## Work item
The output should be the line containing "Could you point at the blue" and every later line of the records, exactly as written, and nothing else.

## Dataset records
★ ★ ★ ★ ★ ★ ★

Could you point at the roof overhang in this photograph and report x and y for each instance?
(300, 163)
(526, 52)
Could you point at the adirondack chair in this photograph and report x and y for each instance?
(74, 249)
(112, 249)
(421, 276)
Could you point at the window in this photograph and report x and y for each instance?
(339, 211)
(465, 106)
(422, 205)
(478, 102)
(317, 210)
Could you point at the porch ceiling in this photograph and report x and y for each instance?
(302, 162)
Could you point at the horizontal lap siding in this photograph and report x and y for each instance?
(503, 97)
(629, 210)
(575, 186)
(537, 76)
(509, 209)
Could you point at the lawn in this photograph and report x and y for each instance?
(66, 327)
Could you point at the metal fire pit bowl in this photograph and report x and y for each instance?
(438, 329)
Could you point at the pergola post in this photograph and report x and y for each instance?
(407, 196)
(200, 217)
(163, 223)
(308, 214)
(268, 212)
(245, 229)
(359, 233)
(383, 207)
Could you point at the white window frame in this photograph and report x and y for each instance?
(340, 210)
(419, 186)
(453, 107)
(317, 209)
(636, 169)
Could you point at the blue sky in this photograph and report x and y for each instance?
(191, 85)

★ ★ ★ ★ ★ ★ ★

## Answer
Could you point at the blue sky in this photograph and report x and y for each instance?
(191, 85)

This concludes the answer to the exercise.